This became clear when I was just seven weeks into my pregnancy and at the gynecologist. She asked me if I’d started looking for a midwife. I hadn’t. “Well, then you’re already late,” my doctor sighed.
A few weeks later, I set an alarm and started calling the hospital that had been recommended. To register there, the hospital required expecting parents to call at exactly 12 weeks plus one day into pregnancy — try a day later, and they’d be full. Around 10 calls in, I got through.
A couple of months after that, we took a stab at the Kita Navigator, an online system aimed at helping parents find and contact daycares. Landing a Kita spot in Berlin is notoriously difficult — according to a 2023 report from the research foundation Bertelsmann Stiftung, the city is short around 17,000 places.
I’d heard parents-to-be should get on waiting lists while still expecting, with the goal of securing a place for an unborn child once they turned a year old. My husband and I — mystified as to how to enter the name and birthdate of a baby still in utero — quickly gave up on attempting to navigate the unnavigable Kita Navigator.
Then came the flurry of bureaucracy
For our son’s German birth certificate, my own US birth certificate needed an apostille, an extra layer of authentication that this official document is indeed official.
For the baby’s US citizenship, we needed to do a Consular Report of a Birth Abroad at the embassy. Off I went on an archaeological dig through our apartment for documentation to prove I’d previously lived in the US as an adult, as there’s a residency requirement in order to pass on citizenship. Laid out end-to-end, everything we needed for the CRBA covered our bedroom floor.
To apply for Kindergeld, a monthly child subsidy, and Elterngeld, parental leave pay, there were paper applications that needed to be physically mailed off to various overburdened Berlin administrative offices. All I remember is running on about five hours of broken sleep per night, handing the baby off to my visiting mother-in-law in between nursing sessions, and tackling a pile of paperwork.
I’m thrilled to be raising a toddler in Berlin
Despite the late start, I found a midwife. The postpartum care she offered me and our newborn was excellent, and I wish it were standard everywhere. Besides weighing the baby, checking that breastfeeding was going well, cleaning his umbilical cord stump, and doing the first bath with us, she gave me week-by-week worksheets with gentle pelvic floor exercises, which I wound up translating for my friend in the US, who’d given birth the day before me and been given nothing of the sort.

------------------------

» **What needs to be done**
Continue the account of pregnancy and new parenthood in Berlin, starting after its last sentence.

------------------------

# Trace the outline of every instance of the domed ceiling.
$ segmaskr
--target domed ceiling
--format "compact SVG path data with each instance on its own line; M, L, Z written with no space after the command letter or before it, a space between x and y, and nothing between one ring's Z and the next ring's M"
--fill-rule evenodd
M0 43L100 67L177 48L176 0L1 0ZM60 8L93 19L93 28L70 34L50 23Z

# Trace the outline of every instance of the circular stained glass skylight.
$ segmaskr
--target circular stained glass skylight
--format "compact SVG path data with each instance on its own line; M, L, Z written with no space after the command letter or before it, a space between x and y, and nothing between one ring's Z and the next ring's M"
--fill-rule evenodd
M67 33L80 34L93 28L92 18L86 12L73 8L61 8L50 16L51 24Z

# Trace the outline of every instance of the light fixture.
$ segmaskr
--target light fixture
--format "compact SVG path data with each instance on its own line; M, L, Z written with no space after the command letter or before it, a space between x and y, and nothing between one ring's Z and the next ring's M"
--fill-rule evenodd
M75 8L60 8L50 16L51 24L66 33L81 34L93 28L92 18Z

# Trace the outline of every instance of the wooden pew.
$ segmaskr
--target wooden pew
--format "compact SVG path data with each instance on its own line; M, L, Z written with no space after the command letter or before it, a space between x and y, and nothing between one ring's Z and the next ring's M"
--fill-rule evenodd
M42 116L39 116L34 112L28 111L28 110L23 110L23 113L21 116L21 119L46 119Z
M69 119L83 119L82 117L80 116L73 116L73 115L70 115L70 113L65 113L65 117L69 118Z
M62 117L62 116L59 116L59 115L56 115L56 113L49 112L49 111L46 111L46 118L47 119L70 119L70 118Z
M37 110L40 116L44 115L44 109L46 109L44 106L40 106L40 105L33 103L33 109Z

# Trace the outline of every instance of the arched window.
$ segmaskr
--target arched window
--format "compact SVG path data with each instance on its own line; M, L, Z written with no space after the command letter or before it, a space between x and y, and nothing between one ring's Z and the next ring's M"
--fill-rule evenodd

------------------------

» **Expected answer**
As for Kita, when my son was a few months old, I walked him around our neighborhood for 90 minutes while he napped and I wrote down the contact information posted in the window of every day care we passed, then emailed them individually. That worked. Now a toddler, he loves his Kita. It took around thirty waitlists to get offered a single spot, but all you need is one.
I later learned that other expecting parents, particularly non-German speakers, pay self-styled experts to get certain tasks done, like applying for parental leave pay and navigating the Kita system. As a German-speaking household, we didn’t go down this route.
Taken individually, no one task here is that difficult, it just felt like a lot altogether, lurching from one form to waitlist to the next, all while exhausted from pregnancy and the newborn months. But hey, the countervailing force of a safety net is a bureaucracy required to administer it. And I can hardly complain that the city’s administrative offices are overburdened. People keep moving to Berlin, and I’m one of them.
My son understands everything he hears in both German and English. Getting around this city, where the public transit elevators work around 80% of the time and mostly don’t smell like urine, is way better than anyone can say for New York’s subway system.
Our biggest problem these days is the most non-problem a parent can have: Berlin has too many playgrounds. It’s impossible to find a route anywhere from our apartment where we won’t pass one, and our son always wants to stop and play.